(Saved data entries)
---+---

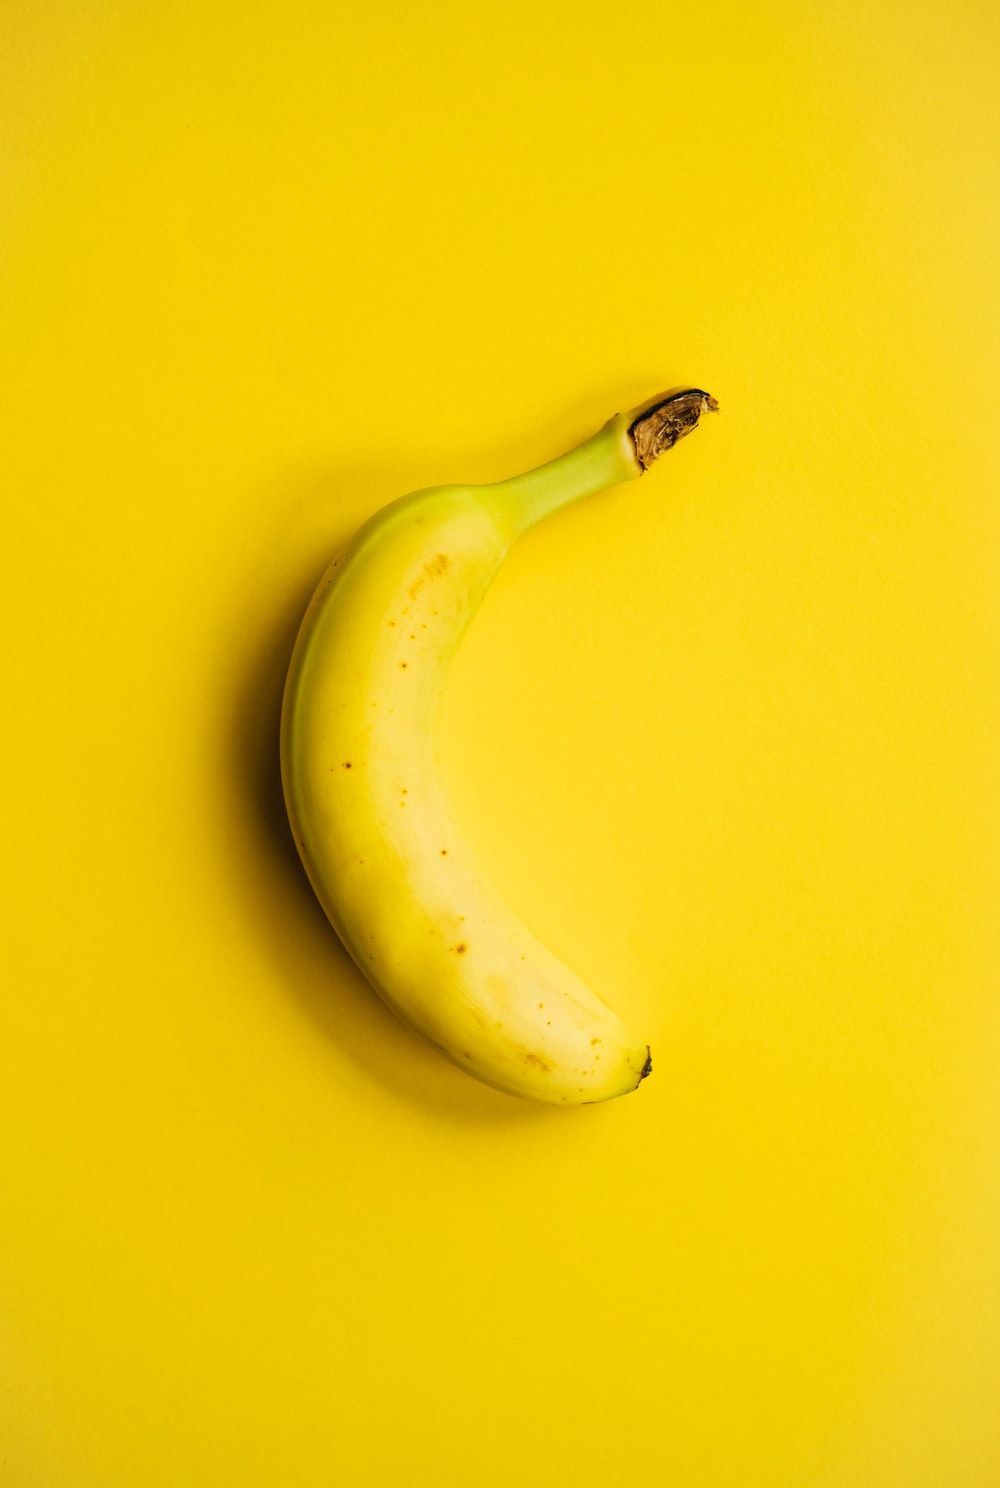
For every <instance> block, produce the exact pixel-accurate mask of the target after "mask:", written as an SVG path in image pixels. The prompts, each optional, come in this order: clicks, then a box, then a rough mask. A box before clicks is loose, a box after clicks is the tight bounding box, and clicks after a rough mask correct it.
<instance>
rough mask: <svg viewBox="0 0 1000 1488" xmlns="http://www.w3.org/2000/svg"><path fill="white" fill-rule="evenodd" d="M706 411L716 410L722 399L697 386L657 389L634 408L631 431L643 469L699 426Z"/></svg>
mask: <svg viewBox="0 0 1000 1488" xmlns="http://www.w3.org/2000/svg"><path fill="white" fill-rule="evenodd" d="M704 412H710V414H717V412H719V403H717V402H716V399H714V397H713V396H711V393H702V390H701V388H698V387H682V388H674V390H673V391H671V393H658V394H656V397H652V399H650V400H649V403H643V405H641V408H638V409H635V417H634V418H632V423H631V424H629V426H628V434H629V439H631V440H632V445H634V448H635V460H637V463H638V467H640V470H649V467H650V464H652V463H653V460H658V458H659V455H662V452H664V449H671V448H673V446H674V445H676V443H677V440H679V439H683V437H685V434H689V433H690V432H692V429H696V427H698V420H699V418H701V415H702V414H704Z"/></svg>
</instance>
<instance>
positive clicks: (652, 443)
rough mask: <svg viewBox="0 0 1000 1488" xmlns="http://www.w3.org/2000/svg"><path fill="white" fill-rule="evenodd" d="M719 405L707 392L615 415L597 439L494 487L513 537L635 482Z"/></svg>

---+---

Among the lines of the data above, find those with the word "clicks" and show them.

For every <instance> block, produce the exact pixel-accurate mask of the target after "mask:", written as an SVG path in image pixels. The prompts, each optional, come in this order: clicks, then a box, then a rough mask. A box before clicks is loose, a box after clicks is the tight bounding box, and clicks after a rough mask correct it.
positive clicks: (652, 443)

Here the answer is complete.